__Text extract__:
***

A deadly sin

At last week’s iPRES2013 conference in Lisbon, a talk was given about an experiment on the migration of WARC files, done by Tessella, called Studies on the scalability of web preservation. One remark in the talk caused some rumour, namely the fact that the presenter suggested to adapt the WARC file and deviate from the standard. Why did they? Because – as we were told –  the current version of the Wayback Machine software, that enables you to render the WARC file format, is not optimal for rendering WARC files with conversion records. But tweaking the format of the Archival Information Package and store this for the long term is not the way we should go. We preserve information for long term. Our future custodians will not understand this (unless they are told so via metadata and even then) and will assume if they see a WARC format, all the rules in the standard are taken into account. Deviating from this is wrong, in fact it is almost a deadly sin.

After reading the corresponding publication (the conference papers are published by the Portugese National Library as a free e-book), I saw that things were less straight forward. The approach Tessella chose was to create two WARC files: a correct WARC according to the standards and an adapted  WARC for access. From the article:

 This required the development of two different workflows for creating migrated WARC files: one, which is formally correct according to the WARC standard, and maintains the integrity of the WARC schema, and a second which is more pragmatic,  and produces a file that can be displayed correctly by current WARC viewers. This pragmatic workflow can also be used for the migration of container formats  which do not support conversion records, such as ARC files.

***

__Problem__:
Reproduce the post above on adapting WARC files word for word, in full.

[Entries labeling object positions]
***

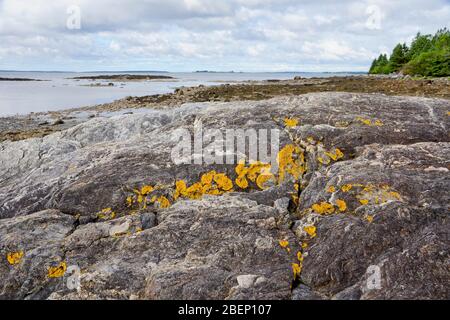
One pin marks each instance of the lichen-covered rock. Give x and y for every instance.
(101, 211)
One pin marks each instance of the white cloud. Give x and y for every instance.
(209, 34)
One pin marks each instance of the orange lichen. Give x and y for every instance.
(290, 122)
(180, 189)
(223, 182)
(14, 257)
(369, 122)
(346, 187)
(163, 202)
(323, 208)
(291, 161)
(58, 271)
(341, 205)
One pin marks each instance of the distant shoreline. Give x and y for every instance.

***

__Solved exercise__:
A deadly sin

At last week’s iPRES2013 conference in Lisbon, a talk was given about an experiment on the migration of WARC files, done by Tessella, called Studies on the scalability of web preservation. One remark in the talk caused some rumour, namely the fact that the presenter suggested to adapt the WARC file and deviate from the standard. Why did they? Because – as we were told –  the current version of the Wayback Machine software, that enables you to render the WARC file format, is not optimal for rendering WARC files with conversion records. But tweaking the format of the Archival Information Package and store this for the long term is not the way we should go. We preserve information for long term. Our future custodians will not understand this (unless they are told so via metadata and even then) and will assume if they see a WARC format, all the rules in the standard are taken into account. Deviating from this is wrong, in fact it is almost a deadly sin.

After reading the corresponding publication (the conference papers are published by the Portugese National Library as a free e-book), I saw that things were less straight forward. The approach Tessella chose was to create two WARC files: a correct WARC according to the standards and an adapted  WARC for access. From the article:

 This required the development of two different workflows for creating migrated WARC files: one, which is formally correct according to the WARC standard, and maintains the integrity of the WARC schema, and a second which is more pragmatic,  and produces a file that can be displayed correctly by current WARC viewers. This pragmatic workflow can also be used for the migration of container formats  which do not support conversion records, such as ARC files.